* TASK REQUIREMENTS *
1 - Can you rewrite the CERN discussion thread from "- Any of the" to "delivered software to).", changing "ATLAS" to "CMS"?
2 - What comes next in the CERN discussion thread? Continue it after its last sentence.

* SOURCE EXTRACT *
* * * * *
The ridiculously advanced technology required to produce only a few picograms of antimatter is truly impressive. That they are considering sending it hundreds of km away is mind blowing.

ednite•2h ago
That's awesome. My wife and I have been thinking about visiting CERN too. Curious, what part of the visit stood out as especially impressive? Last I checked, there was a pretty long waiting list for tours.
aaxa•14m ago
I worked at CERN a few years ago, so assuming they haven't build any new amazing facilities, these would be my top picks:

- Any of the experiments really, but especially ATLAS is impressive.

- The antimatter factory. I found that the guides there are usually very passionate.

- The control centre if you can get a tour (this is the facility I delivered software to).

mlindner•11m ago
I've seen this expressed before, but every picture I've seen of CERN just looks like a massive pile of wiring, magnets and generic electronics. So I'm not sure why people react like you do towards it. Is it different from seeing it in pictures?

To me things like tokamak fusion reactors or rockets or even places like the massive piles of pipe work outside of SpaceX's launch site feel way cooler.

queuebert•2h ago
If you can ship antimatter, you can drop it on people. Luckily, we are still orders of magnitude away from a bomb-sized amount.
sargun•2h ago
What's the biggest barrier to creating a lot of antimatter?
kadoban•2h ago
Nothing we do creates it at any kind of scale, and it's a pain in the ass to store.

Not to mention the only way to create it is with energy (it doesn't exist on Earth), and we can only do so at terrible efficiencies. So even theoretically it's pretty bad.

throwup238•2h ago
Energy. Creating a single anti-hydrogen atom requires an absurd amount of energy to first create a collision in a particle accelerator and then capture that anti-hydrogen before it eliminates against another atom.

Only about 0.01% of the energy used to operate the particle collider creates antimatter, the vast majority of which is impossible to capture. All in all, the efficiency of the entire process - if you were to measure it in the e^2=(pc)^2+(mc^2)^2 sense - is probably on the order of 1e-9 or worse.
* * * * *
* DATA EXTRACT *
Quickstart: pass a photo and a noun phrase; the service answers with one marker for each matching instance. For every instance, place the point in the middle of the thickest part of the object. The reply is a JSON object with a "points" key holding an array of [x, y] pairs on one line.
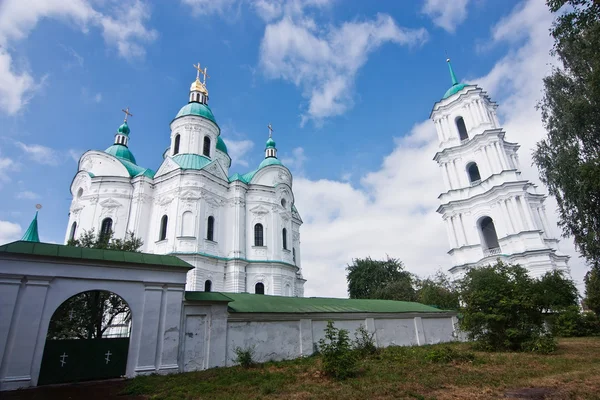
* * * * *
* EXERCISE RESULTS *
1 -
- Any of the experiments really, but especially CMS is impressive.

- The antimatter factory. I found that the guides there are usually very passionate.

- The control centre if you can get a tour (this is the facility I delivered software to).

2 -
mlindner•14m ago
Has there been research on more efficient ways to generate antiprotons? (By the way anti-hydrogen isn't how you would store it as anti-hydrogen can't be trapped.)
bawolff•1h ago
Making antimatter bombs really doesn't make sense. We can only make miniscule amounts of the stuff at very high cost.

If you want evil bombs, we already have nukes.

pfdietz•1h ago
Also, the amount of antimatter storable in a Penning Trap is limited such that its mass energy is comparable to the stored magnetic energy of the trap, which is small compared to the energy released by the same mass (as of the trap) of high explosives.

https://en.wikipedia.org/wiki/Non-neutral_plasma

(see discussion of the "Brillouin Limit")

DocTomoe•1h ago
There was a time that was said about nukes. They didn't really make sense. We were only able to make minuscule amounts of U-235 / Plutonium at very high cost... and had we wanted evil bombs, we had a thousand ways already to make them.

Didn't stop people then. And it won't stop sufficiently criminal governments today.

hedora•59m ago
Look up comparative damage stats for Tokyo and Hiroshima/Nagasaki in WWII. The nukes were nothing compared to firebombing.

Now do the same for Gaza and anywhere other than WWII Warsaw. Carpet bombing isn’t necessary if you can aim with precision at the support infrastructure of occupied structures.

modeless•1h ago
Why is there not a picture of the antimatter containment device? I hope it looks appropriately sci-fi.
nickt•1h ago
Not really.

https://home.cern/news/news/experiments/base-experiment-take...

Not even a cool new hazmat placard.

db48x•35m ago
That’s because it’s not really a hazardous material. 70 antiprotons annihilating with 70 protons releases a grand total of 2×10⁻⁸ Joules.
mlindner•16m ago
That exponent is still a lot larger than I would've expected for something measured in three digits of atoms. I thought it would've been in the double negative digits.
SequoiaHope•22m ago
This thing? I think it looks super cool. An 80-20 rectangle stuffed with science stuff.